GOAL OF THE EXERCISE — Reproduce the listing below without any change.

__________

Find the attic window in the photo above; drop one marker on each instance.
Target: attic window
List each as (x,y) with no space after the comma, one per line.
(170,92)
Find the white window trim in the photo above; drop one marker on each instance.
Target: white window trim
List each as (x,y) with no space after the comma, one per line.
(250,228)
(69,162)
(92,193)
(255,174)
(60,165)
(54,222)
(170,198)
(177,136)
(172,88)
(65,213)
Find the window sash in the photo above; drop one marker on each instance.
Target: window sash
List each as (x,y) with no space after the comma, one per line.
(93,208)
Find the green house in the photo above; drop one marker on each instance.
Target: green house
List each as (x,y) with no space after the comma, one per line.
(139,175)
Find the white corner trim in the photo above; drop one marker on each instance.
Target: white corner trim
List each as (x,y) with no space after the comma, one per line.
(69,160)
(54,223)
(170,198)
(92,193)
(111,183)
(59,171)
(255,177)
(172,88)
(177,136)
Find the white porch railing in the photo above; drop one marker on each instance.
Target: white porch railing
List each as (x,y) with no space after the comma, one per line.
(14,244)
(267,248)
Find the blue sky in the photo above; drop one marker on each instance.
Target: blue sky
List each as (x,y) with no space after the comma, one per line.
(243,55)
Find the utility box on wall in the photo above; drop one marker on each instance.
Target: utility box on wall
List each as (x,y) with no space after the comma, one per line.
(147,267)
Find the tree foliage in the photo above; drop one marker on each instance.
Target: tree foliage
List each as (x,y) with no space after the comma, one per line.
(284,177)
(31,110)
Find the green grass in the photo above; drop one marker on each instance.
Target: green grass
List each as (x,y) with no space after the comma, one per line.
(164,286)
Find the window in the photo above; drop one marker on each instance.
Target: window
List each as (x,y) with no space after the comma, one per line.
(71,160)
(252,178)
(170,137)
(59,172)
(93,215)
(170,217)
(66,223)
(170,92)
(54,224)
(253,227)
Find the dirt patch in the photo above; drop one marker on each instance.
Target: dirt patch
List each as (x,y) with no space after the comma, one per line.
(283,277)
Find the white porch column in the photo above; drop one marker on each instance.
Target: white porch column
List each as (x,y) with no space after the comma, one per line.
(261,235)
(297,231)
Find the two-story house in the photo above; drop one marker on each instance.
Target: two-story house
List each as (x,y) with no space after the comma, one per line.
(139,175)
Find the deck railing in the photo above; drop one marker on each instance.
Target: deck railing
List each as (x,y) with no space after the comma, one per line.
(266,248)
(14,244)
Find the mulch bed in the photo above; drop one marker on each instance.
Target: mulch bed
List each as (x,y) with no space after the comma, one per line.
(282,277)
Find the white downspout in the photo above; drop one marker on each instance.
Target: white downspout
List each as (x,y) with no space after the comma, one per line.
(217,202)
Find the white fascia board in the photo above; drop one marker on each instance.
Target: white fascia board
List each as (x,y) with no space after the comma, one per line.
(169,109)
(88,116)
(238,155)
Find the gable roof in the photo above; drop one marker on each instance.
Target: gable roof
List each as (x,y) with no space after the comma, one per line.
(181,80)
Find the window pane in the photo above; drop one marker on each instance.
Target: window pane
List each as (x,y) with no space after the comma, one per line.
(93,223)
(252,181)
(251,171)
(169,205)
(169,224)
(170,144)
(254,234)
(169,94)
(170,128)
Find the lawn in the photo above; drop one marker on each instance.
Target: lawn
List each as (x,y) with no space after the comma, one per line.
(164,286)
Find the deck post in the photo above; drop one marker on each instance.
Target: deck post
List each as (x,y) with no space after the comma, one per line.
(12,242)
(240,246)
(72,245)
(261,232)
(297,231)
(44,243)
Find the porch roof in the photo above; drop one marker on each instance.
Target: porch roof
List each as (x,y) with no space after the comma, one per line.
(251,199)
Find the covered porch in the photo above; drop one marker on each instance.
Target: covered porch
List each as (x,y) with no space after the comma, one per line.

__________

EXERCISE RESULT —
Find the attic window in the photo above; drop one marker on each instance.
Target: attic window
List each as (x,y) with no space after the comma, one per line.
(170,92)
Find the white window trim in the photo above; drop one marker on each instance.
Target: white window trim
List each as (x,y) with no space after the comma, one per line.
(250,228)
(69,162)
(92,193)
(255,174)
(60,165)
(54,222)
(170,198)
(177,136)
(172,88)
(65,213)
Find the window sash in the photo above; drop one marker on each instance.
Target: window sash
List each as (x,y) with no space after the comma, one per line.
(93,208)
Find the green house in the photo above; drop one marker on each instance.
Target: green house
List each as (x,y) with no space after the comma, one per line.
(139,175)
Find the white corner trim in the photo above; drop one marker on each instance.
Target: white corner trim
List each as (x,y) with no space after the comma, one per line.
(69,160)
(54,223)
(170,198)
(92,193)
(111,183)
(59,171)
(255,177)
(172,88)
(177,136)
Find the white porch railing in the photo above; drop one marker on each instance.
Target: white porch railing
List each as (x,y) with no space after the comma, one per line.
(14,244)
(267,248)
Find the blue sky in the photo above; drop one marker on each instance.
Target: blue sky
List each as (x,y) with no space after the comma, one per line.
(243,55)
Find the utility box on wall in the photo above; drop one marker on each instance.
Target: utility box on wall
List each as (x,y) with no space after the comma, one per line.
(147,267)
Find the tree foliage in the photo above; drop one marker on each instance.
Target: tree foliage
List each as (x,y) with no space after the comma, one per line.
(284,177)
(31,110)
Find the green grass in the photo above; drop one marker on each instance.
Target: green grass
List each as (x,y) with no space after the comma, one per line.
(164,286)
Find the window in the photo above; drop one marker on each instance.
Target: window
List each as (x,y) with no space after the comma, one per line.
(71,160)
(252,178)
(170,137)
(59,172)
(93,215)
(170,217)
(66,223)
(170,92)
(54,224)
(253,227)
Find the dirt patch in the photo above; drop one marker on each instance.
Target: dirt patch
List each as (x,y) with no space after the comma, one per line.
(283,277)
Find the white porch column in the photo above; drop one marker on each instance.
Target: white porch column
List each as (x,y) with no space after the comma, one per line.
(261,235)
(297,231)
Find the two-story house in the photo above; drop one marker on each instance.
Target: two-story house
List each as (x,y) with no space after the comma, one per line.
(139,175)
Find the deck railing in the photo above; drop one marker on each instance.
Target: deck railing
List each as (x,y) with no space after the comma, one per line.
(266,248)
(14,244)
Find the mulch bed in the photo above; drop one marker on each instance.
Target: mulch bed
List each as (x,y) with no space after the comma, one per line.
(282,277)
Find the white downspout in the photo above; drop one marker on each instance.
Target: white downspout
List each as (x,y) with no space after the comma, one per line.
(217,202)
Find the white fascia board in the photo above; drop one marker on each instance.
Target: white fascia board
List each as (x,y) with no space after the comma, one per line.
(169,109)
(88,116)
(238,155)
Find the gable roof in the photo above; drop one marker on each instance.
Target: gable roof
List each as (x,y) with no space after the comma, one per line.
(181,80)
Find the window pane in the photo above; drop one marker on each instance.
Target: window pane
List each as (x,y) with no space after the comma, one per line.
(93,223)
(252,181)
(251,171)
(169,205)
(169,224)
(170,144)
(254,234)
(169,94)
(170,128)
Find the lawn in the photo above; drop one marker on each instance.
Target: lawn
List each as (x,y) with no space after the comma, one per line.
(164,286)
Find the deck post in the photo above; drop one marker on each instance.
Target: deck post
List each as (x,y) with no space after the comma, one per line.
(12,242)
(240,246)
(72,245)
(261,232)
(297,231)
(44,243)
Find the porch roof in the photo above; drop one marker on each instance.
Target: porch roof
List each as (x,y) with no space after the comma, one per line.
(251,199)
Find the covered porch in the photo above; drop one marker on each instance.
Target: covered porch
List each as (x,y) with no space after the comma, one per line.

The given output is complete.